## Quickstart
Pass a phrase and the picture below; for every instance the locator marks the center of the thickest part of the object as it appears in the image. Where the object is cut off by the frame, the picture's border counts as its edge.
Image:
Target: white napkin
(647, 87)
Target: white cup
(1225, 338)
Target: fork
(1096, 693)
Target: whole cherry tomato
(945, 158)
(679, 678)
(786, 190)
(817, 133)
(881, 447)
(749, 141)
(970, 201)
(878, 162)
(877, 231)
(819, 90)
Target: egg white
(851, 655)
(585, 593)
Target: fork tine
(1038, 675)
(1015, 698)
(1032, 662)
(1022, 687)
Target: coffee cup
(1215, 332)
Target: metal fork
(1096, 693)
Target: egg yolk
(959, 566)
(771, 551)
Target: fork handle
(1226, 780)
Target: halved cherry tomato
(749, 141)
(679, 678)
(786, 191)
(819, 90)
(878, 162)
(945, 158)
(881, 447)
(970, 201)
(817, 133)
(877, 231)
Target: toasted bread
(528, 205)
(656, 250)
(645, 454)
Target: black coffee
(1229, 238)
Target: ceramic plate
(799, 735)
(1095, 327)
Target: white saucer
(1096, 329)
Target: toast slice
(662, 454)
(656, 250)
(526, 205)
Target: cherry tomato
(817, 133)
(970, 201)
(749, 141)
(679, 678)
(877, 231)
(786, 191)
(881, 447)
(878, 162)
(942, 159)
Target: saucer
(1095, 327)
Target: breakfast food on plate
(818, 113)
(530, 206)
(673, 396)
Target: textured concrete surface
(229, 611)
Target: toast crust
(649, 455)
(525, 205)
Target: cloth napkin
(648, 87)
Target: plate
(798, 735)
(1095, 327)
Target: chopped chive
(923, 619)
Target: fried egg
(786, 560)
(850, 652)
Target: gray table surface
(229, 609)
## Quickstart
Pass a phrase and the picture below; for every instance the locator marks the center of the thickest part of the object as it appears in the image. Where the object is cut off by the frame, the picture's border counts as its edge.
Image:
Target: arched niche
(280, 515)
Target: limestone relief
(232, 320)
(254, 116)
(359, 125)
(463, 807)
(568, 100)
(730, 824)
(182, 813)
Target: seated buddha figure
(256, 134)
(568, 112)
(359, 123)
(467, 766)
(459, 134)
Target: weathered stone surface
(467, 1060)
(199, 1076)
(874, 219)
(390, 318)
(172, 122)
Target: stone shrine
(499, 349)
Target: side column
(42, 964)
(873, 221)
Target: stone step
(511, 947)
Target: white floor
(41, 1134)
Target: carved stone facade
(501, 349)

++++++

Please output the entries above, every line exactly as it reads.

* [Output of the exercise]:
## Quickstart
Pass a phrase and the picture below; for every instance the locator marks the center of the thickest part of the object as it appears in the image. Where the object is cut off by the frame, the picture's border counts as its edge.
Image:
Target: white napkin
(647, 87)
Target: white cup
(1225, 338)
Target: fork
(1096, 693)
Target: whole cherry tomato
(945, 158)
(679, 678)
(786, 190)
(817, 133)
(881, 447)
(749, 141)
(970, 201)
(878, 162)
(877, 231)
(819, 90)
Target: egg white
(851, 655)
(585, 593)
Target: fork tine
(1038, 675)
(1015, 698)
(1032, 662)
(1022, 687)
Target: coffee cup
(1215, 332)
Target: metal fork
(1096, 693)
Target: egg yolk
(959, 566)
(771, 551)
Target: fork handle
(1226, 780)
Target: halved cherry tomato
(749, 141)
(679, 678)
(786, 191)
(819, 90)
(878, 162)
(945, 158)
(881, 447)
(970, 201)
(817, 133)
(877, 231)
Target: toasted bread
(528, 205)
(656, 250)
(645, 454)
Target: black coffee
(1229, 238)
Target: ceramic plate
(799, 735)
(1095, 327)
Target: white saucer
(1096, 329)
Target: toast slice
(662, 454)
(656, 250)
(526, 205)
Target: cherry tomato
(817, 133)
(970, 201)
(749, 141)
(679, 678)
(877, 231)
(786, 191)
(881, 447)
(878, 162)
(942, 159)
Target: saucer
(1095, 327)
Target: breakfast food on plate
(818, 113)
(530, 206)
(673, 396)
Target: textured concrete surface
(229, 611)
Target: toast crust
(649, 455)
(525, 205)
Target: cloth napkin
(648, 87)
Target: plate
(798, 735)
(1095, 327)
Target: chopped chive
(923, 619)
Target: fried egg
(786, 560)
(850, 652)
Target: gray table surface
(229, 609)
## Quickstart
Pass a phrase and the picture below; for every instance the locator marks the center of the thickest part of the object as it appears in the image. Where the object is cut off by the frame, the picture's border counts as its edge.
Image:
Target: arched niche
(280, 515)
Target: limestone relief
(232, 320)
(254, 116)
(359, 125)
(463, 807)
(568, 100)
(730, 824)
(182, 813)
Target: seated buddha figure
(256, 134)
(568, 112)
(359, 123)
(467, 766)
(459, 134)
Target: weathered stone surface
(467, 1060)
(199, 1076)
(874, 219)
(390, 318)
(172, 122)
Target: stone shrine
(499, 349)
Target: side column
(42, 964)
(873, 221)
Target: stone step
(511, 947)
Target: white floor
(41, 1134)
Target: carved stone facade
(501, 349)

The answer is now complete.